TASK BRIEF: Output, word for word, every line from the line with "Where can the white wall" through the final line of the data below.

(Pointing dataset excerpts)
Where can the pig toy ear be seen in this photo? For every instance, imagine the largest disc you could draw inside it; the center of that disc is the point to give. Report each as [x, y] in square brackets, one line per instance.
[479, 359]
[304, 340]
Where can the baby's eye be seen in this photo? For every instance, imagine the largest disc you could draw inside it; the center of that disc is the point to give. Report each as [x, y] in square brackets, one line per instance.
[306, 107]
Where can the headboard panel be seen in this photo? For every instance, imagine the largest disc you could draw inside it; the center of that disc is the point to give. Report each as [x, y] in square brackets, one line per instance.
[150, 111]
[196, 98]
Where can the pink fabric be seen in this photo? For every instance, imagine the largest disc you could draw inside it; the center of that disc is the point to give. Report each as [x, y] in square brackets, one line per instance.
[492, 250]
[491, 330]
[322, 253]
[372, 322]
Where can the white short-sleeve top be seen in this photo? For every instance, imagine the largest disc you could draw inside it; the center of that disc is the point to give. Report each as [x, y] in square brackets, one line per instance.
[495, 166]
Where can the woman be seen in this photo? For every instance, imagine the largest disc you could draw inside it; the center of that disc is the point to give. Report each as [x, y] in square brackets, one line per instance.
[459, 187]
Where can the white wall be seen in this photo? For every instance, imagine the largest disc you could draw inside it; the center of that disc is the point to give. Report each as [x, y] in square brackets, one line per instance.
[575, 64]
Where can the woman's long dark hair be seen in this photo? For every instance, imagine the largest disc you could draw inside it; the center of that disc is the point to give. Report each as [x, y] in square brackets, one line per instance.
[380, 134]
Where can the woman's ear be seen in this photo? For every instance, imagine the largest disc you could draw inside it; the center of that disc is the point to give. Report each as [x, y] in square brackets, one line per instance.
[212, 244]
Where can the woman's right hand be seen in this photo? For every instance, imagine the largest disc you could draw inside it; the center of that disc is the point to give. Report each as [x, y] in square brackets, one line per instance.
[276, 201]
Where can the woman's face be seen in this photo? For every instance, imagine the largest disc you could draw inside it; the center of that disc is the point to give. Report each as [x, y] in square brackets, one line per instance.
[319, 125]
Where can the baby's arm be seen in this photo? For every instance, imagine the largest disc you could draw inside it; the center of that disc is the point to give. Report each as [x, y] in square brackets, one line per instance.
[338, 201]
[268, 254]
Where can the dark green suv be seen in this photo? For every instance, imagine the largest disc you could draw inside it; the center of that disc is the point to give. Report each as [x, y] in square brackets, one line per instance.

ANSWER TO THE TASK:
Where can the white wall be seen in this photo? For every instance, imagine the largest disc you could draw inside it; the center of that disc is the point to give. Report each as [x, y] in square brackets, one line per instance.
[575, 64]
Where can the woman's long dark hair be seen in this photo? For every instance, imagine the largest disc you could draw inside it; the center of that disc is the point to give. Report each as [x, y] in square brackets, one line per instance.
[380, 134]
Where can the woman's ear be seen in this photo? For every instance, imagine the largest disc you could draw inside it; the center of that disc is the point to give. Report each as [x, y] in square brackets, one line per instance.
[212, 244]
Where can the woman's right hand be seen in this photo? For every instance, imagine the largest disc you could draw inside it; the center of that disc is the point to give. Report each as [x, y] in square brackets, one line per instance.
[276, 201]
Where can the woman's face be seen in this photo? For every instance, imagine the largest disc you could draw inside it; the center of that disc is the point to give. Report each as [x, y] in square brackets, one line per instance.
[319, 125]
Where can the baby's arm be seen in this photo? For every instance, imagine the largest disc you could draw inside it; the center of that disc is the point to give. Report each as [x, y] in square brackets, one line per instance.
[338, 201]
[268, 254]
Where can the dark green suv be seen in this photo? For every instance, imagine the largest disc you could draw inside it; the center of that disc is the point to give. Report each as [x, y] in square brackets, one line per instance.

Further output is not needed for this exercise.